**Actions to take:**
(1) Answer these questions using the comment thread:
(a) In the comment posted September 2, 2016 at 9:55 AM, what is named as the real hitch for large financial companies adopting robo?
(b) In the comment posted September 2, 2016 at 12:21 PM, which two launches are given as examples to check out?
(c) In the comment posted September 11, 2016, the true disruption will come only from a cultural shift from what, to what?
(2) Return the part of the comment thread running from "September 2, 2016 — 12:21" down to "ENV is doing?", copied without any change.

**Document text:**
September 2, 2016 — 9:55 AM

Great article, Jasen. You’ve answered the question many people are asking: what happens when the independent robos end up in the belly of the beast? The answer, as you say, is not much. I think your point that “looser coordination between business units can be more efficient than more coordination” is well taken. Of course, most large financial corporations don’t work that way! The way I look at it, the real hitch for these companies in terms of adopting robo is realizing advice consistency across channels (rather than rolling out yet another digital channel)....perhaps more institutional flexibility will be the answer.

Lex Sokolin

Lex Sokolin

September 2, 2016 — 12:21 PM

Thoughtful piece. I think you are right that in a way, incumbents should (1) try to do less upfront and (2) do it faster. And indeed this is a cultural issue that is very hard to change. Industry should be launching more attempts, all compliant and discrete, and doing so without as much media pressure. Check out for example E-Trade’s roboadvisor or SoFi’s wealth management arm. These wasn’t as much navel gazing about those initiatives, now they are out, and time will tell how they adjust and change. The other point is that instead of shutting down, start-ups pivot. And they pivot a lot. So instead of shutting down an expensively-wound-up business unit if it doesn’t work according to a 5-year plan, incumbents should flex the resilience and evolution skillsets that entrepreneurs use to survive. Maybe that’s what ENV is doing?

Michael Hakerem

Michael Hakerem

September 11, 2016 — 12:51 AM
Great thoughts, Jasen! The true disruption will come only from a cultural shift away from manufacture and distribute (1:Many) to a client-centric (1:1) focus. The greatest financial innovations and solutions are arguably wasted due to the inefficient delivery and constraints of products and product delivery. Finance needs the mentality and fortitude to do something exponentially special as done when the human genome was mapped, 3D Printers used to enhance real lives, and organs transplanted. Still an opportunity when the award-winning FinTech innovators thrive on the mantra of "the greatest sales or prospecting tools ever," or can make their advisor client base seem clever because they can review a family's plan 10 minutes before the annual review and seem fully engaged. Jasen, I can hardly wait to see Polly's next contributions!

**Data excerpts:**
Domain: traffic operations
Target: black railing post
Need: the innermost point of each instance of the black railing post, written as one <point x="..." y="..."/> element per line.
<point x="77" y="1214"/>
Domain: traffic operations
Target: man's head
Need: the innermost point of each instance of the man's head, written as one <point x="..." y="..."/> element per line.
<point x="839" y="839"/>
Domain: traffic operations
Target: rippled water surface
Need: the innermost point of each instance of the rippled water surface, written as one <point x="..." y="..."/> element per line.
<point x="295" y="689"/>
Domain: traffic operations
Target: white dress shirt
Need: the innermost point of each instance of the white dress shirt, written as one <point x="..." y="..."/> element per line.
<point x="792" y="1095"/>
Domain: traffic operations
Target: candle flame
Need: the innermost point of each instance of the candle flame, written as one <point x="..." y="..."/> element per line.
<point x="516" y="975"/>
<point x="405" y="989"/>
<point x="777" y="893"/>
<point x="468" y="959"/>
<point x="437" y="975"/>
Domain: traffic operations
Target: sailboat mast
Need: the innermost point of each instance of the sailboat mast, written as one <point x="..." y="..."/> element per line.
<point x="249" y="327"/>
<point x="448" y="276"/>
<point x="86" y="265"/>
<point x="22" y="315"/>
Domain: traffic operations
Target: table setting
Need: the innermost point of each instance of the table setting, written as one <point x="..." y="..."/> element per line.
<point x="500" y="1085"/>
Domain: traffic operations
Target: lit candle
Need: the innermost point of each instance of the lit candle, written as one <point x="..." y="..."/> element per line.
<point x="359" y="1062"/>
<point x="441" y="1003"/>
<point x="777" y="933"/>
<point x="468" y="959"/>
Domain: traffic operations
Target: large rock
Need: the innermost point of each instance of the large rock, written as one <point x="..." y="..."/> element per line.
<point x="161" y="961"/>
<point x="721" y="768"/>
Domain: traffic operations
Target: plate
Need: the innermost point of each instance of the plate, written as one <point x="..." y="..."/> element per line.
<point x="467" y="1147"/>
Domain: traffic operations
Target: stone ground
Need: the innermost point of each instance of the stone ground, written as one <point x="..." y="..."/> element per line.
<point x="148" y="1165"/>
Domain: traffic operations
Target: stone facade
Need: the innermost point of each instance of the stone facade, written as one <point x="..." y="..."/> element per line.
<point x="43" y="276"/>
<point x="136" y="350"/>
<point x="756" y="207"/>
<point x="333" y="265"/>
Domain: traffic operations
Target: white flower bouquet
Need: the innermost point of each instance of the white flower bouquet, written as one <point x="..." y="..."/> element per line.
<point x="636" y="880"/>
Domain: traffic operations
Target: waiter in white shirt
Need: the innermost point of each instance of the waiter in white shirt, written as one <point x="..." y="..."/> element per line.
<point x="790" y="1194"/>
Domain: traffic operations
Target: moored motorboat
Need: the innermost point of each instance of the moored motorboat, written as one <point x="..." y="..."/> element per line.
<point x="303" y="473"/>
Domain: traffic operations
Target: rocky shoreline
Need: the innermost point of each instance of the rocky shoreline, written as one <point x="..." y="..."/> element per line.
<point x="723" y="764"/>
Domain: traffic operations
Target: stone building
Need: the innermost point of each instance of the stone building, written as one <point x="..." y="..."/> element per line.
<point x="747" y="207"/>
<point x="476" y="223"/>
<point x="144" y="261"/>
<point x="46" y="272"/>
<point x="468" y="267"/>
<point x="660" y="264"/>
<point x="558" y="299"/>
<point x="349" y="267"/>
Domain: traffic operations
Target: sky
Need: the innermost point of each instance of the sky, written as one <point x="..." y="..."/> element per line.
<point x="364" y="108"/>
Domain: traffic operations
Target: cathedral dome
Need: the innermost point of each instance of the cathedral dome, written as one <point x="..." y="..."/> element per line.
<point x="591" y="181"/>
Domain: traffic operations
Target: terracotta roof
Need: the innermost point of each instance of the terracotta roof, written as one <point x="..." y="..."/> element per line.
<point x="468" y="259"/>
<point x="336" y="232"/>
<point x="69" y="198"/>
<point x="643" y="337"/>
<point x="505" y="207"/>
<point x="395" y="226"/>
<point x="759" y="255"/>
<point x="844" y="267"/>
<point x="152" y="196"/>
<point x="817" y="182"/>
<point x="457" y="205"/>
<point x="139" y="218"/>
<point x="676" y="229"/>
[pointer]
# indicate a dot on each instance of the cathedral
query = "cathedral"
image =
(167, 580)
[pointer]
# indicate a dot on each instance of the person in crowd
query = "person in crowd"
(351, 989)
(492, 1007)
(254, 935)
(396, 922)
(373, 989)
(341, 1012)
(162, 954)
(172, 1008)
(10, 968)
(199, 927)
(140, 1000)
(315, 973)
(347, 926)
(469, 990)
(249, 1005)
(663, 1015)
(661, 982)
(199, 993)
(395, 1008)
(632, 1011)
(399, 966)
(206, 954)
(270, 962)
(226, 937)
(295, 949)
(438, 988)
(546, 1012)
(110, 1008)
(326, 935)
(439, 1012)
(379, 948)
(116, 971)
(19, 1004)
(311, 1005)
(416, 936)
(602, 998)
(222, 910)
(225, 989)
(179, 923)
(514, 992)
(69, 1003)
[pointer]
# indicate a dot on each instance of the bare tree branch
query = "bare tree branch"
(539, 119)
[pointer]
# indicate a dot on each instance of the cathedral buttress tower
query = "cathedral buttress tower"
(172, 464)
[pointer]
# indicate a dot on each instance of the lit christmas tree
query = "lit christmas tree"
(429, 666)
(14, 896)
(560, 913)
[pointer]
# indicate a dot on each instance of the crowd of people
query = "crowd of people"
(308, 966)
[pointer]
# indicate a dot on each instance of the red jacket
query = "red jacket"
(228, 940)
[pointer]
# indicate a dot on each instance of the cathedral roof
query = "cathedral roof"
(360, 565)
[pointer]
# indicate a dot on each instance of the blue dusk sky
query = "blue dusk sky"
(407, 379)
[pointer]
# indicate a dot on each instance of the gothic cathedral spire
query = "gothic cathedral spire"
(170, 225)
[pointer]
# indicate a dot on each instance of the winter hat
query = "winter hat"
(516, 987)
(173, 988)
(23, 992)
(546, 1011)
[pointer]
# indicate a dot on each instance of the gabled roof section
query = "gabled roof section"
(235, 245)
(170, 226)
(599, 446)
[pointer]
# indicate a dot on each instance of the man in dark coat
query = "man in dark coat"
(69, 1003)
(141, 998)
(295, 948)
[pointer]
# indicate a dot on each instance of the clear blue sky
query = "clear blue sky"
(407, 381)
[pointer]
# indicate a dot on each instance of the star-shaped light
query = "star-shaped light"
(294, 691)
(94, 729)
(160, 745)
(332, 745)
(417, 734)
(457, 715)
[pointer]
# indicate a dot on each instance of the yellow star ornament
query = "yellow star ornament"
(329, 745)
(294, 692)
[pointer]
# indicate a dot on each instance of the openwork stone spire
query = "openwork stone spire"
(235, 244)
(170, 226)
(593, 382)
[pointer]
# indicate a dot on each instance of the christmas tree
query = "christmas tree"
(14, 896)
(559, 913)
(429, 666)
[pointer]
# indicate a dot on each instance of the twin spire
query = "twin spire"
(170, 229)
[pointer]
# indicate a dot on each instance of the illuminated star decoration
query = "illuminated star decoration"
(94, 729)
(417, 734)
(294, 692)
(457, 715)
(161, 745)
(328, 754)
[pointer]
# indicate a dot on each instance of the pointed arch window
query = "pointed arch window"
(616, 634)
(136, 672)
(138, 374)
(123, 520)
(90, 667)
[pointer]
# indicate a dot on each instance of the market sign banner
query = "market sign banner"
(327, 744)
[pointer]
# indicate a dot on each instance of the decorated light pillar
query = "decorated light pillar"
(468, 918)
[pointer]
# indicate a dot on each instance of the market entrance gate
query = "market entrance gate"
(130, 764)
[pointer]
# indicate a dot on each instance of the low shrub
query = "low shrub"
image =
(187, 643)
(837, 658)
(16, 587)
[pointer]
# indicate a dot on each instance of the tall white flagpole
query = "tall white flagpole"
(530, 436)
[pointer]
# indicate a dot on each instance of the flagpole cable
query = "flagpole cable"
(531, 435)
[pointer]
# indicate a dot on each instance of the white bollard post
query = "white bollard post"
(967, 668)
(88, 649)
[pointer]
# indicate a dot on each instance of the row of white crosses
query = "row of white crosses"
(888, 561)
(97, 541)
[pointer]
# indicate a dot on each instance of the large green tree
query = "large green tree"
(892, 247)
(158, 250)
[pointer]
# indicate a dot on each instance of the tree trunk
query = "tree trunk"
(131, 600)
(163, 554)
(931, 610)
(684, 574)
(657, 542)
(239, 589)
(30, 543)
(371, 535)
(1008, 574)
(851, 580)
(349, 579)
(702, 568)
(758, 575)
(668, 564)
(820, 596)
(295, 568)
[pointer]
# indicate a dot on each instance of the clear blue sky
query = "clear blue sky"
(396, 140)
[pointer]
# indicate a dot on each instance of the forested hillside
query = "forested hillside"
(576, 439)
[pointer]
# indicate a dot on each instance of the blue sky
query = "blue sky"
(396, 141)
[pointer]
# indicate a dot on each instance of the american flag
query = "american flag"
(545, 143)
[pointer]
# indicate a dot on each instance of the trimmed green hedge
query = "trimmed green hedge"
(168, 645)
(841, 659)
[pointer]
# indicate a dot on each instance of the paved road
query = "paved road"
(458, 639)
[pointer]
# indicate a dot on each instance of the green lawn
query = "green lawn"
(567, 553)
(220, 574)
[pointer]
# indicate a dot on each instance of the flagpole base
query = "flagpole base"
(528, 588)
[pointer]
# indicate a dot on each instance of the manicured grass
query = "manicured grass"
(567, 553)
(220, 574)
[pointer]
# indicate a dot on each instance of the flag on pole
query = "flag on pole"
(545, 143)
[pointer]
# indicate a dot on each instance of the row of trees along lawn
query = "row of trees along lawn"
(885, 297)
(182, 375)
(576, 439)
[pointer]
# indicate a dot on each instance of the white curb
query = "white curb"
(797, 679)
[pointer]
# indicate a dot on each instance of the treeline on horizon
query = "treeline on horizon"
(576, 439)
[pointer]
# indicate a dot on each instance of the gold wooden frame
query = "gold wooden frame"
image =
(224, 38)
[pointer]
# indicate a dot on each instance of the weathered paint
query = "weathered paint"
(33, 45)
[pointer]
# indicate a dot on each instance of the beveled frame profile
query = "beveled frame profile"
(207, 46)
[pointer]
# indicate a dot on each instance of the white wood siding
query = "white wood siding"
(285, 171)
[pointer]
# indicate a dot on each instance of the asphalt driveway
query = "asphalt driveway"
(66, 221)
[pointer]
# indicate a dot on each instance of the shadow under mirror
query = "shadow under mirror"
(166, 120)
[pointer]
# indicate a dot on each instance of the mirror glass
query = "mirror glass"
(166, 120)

**Task results:**
(1)
(a) Realizing advice consistency across channels, rather than rolling out yet another digital channel.
(b) E-Trade’s roboadvisor and SoFi’s wealth management arm.
(c) From manufacture and distribute (1:Many) to a client-centric (1:1) focus.

(2)
September 2, 2016 — 12:21 PM

Thoughtful piece. I think you are right that in a way, incumbents should (1) try to do less upfront and (2) do it faster. And indeed this is a cultural issue that is very hard to change. Industry should be launching more attempts, all compliant and discrete, and doing so without as much media pressure. Check out for example E-Trade’s roboadvisor or SoFi’s wealth management arm. These wasn’t as much navel gazing about those initiatives, now they are out, and time will tell how they adjust and change. The other point is that instead of shutting down, start-ups pivot. And they pivot a lot. So instead of shutting down an expensively-wound-up business unit if it doesn’t work according to a 5-year plan, incumbents should flex the resilience and evolution skillsets that entrepreneurs use to survive. Maybe that’s what ENV is doing?